● PROBLEM TO SOLVE: Quote the whole listing verbatim.

● RAW RECORDS:
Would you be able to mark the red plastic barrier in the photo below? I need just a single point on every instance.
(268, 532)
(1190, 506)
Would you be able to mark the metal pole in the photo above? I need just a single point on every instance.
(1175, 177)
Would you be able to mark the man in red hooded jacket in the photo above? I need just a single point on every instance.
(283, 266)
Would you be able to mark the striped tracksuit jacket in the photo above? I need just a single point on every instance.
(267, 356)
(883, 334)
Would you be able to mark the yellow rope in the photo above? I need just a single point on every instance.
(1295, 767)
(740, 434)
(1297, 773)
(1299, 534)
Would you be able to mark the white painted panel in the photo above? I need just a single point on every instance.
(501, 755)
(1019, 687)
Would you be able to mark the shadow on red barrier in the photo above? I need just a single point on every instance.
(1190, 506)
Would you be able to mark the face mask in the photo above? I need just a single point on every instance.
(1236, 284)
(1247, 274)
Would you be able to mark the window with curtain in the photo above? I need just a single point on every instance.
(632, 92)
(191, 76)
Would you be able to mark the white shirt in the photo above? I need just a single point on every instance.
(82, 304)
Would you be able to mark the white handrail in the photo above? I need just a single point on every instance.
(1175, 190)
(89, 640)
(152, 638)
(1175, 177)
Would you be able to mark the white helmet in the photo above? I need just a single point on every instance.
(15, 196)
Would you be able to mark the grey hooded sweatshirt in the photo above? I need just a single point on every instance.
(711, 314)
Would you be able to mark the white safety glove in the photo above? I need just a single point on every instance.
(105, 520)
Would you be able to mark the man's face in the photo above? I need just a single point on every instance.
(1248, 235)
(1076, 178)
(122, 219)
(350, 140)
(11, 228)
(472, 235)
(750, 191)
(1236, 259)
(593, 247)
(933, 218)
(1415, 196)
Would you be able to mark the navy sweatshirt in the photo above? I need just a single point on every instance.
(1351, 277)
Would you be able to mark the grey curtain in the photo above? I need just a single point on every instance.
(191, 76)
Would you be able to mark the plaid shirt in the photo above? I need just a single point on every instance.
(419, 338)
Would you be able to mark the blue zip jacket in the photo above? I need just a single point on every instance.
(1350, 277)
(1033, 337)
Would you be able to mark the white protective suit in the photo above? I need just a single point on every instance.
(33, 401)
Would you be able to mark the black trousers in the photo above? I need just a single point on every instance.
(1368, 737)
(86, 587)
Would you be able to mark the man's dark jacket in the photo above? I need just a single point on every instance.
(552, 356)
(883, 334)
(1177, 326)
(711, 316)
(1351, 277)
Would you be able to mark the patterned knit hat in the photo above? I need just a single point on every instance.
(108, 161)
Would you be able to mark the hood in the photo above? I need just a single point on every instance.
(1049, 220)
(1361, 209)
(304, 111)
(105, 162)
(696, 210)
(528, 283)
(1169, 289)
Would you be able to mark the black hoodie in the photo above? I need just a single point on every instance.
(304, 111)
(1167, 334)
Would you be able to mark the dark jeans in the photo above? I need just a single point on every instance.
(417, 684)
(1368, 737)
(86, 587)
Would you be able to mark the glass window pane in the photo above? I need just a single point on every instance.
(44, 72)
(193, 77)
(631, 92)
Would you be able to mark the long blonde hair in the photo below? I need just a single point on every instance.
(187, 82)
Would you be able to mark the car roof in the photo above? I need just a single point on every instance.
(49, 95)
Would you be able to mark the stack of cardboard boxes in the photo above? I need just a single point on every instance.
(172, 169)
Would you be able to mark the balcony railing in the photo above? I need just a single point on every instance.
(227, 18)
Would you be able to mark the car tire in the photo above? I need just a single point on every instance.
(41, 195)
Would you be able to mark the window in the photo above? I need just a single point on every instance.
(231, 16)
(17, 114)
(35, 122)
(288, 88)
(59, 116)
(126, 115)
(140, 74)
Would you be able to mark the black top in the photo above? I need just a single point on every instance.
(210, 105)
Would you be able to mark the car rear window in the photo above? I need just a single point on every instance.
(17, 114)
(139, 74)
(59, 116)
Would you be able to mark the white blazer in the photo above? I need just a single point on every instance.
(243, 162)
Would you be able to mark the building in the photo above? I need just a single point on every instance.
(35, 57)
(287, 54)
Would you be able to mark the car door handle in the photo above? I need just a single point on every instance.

● TASK RESPONSE:
Would you be able to mark the red plastic barrier in the photo below? I need just a single point on every instance.
(268, 532)
(1190, 506)
Would you be able to mark the metal pole in the photo above? I need just a single point on every instance.
(1175, 177)
Would you be able to mark the man in red hooded jacket in the photo above? I need just a single point on every instance.
(283, 266)
Would you be able to mark the striped tracksuit jacket in the photo above? I need just a single point on every instance.
(267, 356)
(883, 334)
Would you be able to mark the yellow rope in the photo above? I need just a single point on every instance.
(1295, 767)
(740, 434)
(1297, 773)
(1299, 534)
Would you be able to mark the white painted panel in the photo above? I need just a single point on every instance.
(501, 755)
(1019, 687)
Would you be able to mark the shadow on red barrier in the photo above? I need just a single point on every instance.
(1190, 506)
Would you be able to mark the face mask in the photo above? I need just a single point on every instance.
(1236, 284)
(1247, 274)
Would you be able to mark the window with curtain in the photo above? I need just a single point on every instance.
(632, 92)
(191, 76)
Would you be able to mark the white shirt in the photo above? I need just a single point on every instance.
(82, 304)
Would you be able to mark the white handrail in the photo above? I need just a single point on every instance.
(1175, 190)
(89, 640)
(152, 638)
(1175, 177)
Would you be able to mark the white helmet in the photo above? I need just a single point on every instance.
(15, 196)
Would you be able to mark the grey hooded sweatshirt in the photo above? I need just a single point on every instance.
(711, 314)
Would you be able to mark the white safety glove in the photo above? I need just a single point on every instance.
(105, 520)
Would you be able to mark the man's face in the photo above? I need just a single point on every instance.
(1248, 235)
(1076, 178)
(122, 219)
(350, 140)
(11, 228)
(472, 235)
(750, 191)
(1236, 259)
(593, 247)
(933, 218)
(1415, 196)
Would you be able to mark the navy sweatshirt in the photo above? I need just a single point on every instance.
(1351, 277)
Would you be able to mark the grey curtain in the photo above? I need just a single point on every instance.
(191, 76)
Would you be able to mark the plaid shirt in the photo above? I need just a single point on every instance.
(419, 338)
Would you be able to mark the blue zip jacket in the photo above? I need just a single point on every instance.
(1350, 277)
(1033, 337)
Would you be able to mark the white protective suit in the photo above? I need just a single point on every instance.
(33, 401)
Would you be able to mark the black trousers in the photo above? I need just a single point on every instance.
(1368, 737)
(86, 587)
Would you be able to mark the man's dark jacket in the photo above? I need just a single point on every instance.
(552, 356)
(883, 334)
(1177, 326)
(711, 316)
(1351, 277)
Would you be able to mark the patterned knit hat in the photo above? I need just a single point on every instance.
(108, 161)
Would you be able to mark the hood in the photo above? I need just a single point on every instance.
(1049, 220)
(1361, 209)
(304, 111)
(105, 162)
(696, 210)
(528, 283)
(1169, 289)
Would you be able to mark the black hoodie in the photo above? I need just a single point on every instance.
(304, 111)
(1167, 334)
Would you be able to mark the dark jeans in the photo above? I need just a single point on every instance.
(417, 684)
(1368, 737)
(86, 587)
Would you be able to mark the glass window pane in the photo above? I need just a single point on every instance.
(44, 72)
(193, 77)
(631, 92)
Would you be able to mark the long blonde hair in the photo below? I need just a single point on every instance.
(187, 82)
Would you be able to mark the car roof in the photo above? I need just a single point on every instance.
(49, 95)
Would you be able to mark the stack of cardboard boxes in the photo above? I need just a single point on every instance.
(172, 169)
Would you be able to mark the balcony railing in the photo above? I need just a single point on every instance.
(227, 18)
Would you be able to mark the car tire in the photo above? I need just a single point on every instance.
(41, 195)
Would you be able to mark the window in the photo above? I need just a single point on every instance.
(231, 16)
(17, 114)
(35, 122)
(288, 88)
(59, 116)
(126, 115)
(140, 74)
Would you be able to mark the black top in the photo above? I need just a single point on every instance.
(210, 105)
Would you be able to mark the car rear window in the photo above? I need just a single point on every instance.
(17, 114)
(139, 74)
(59, 116)
Would you be able to mark the white blazer in the photo above? I need just a single point on every instance.
(243, 162)
Would you be able to mark the building in the photo above? I need just a single point on every instance.
(35, 57)
(287, 54)
Would you be able to mark the car door handle in the photo above? I need just a single point on every instance.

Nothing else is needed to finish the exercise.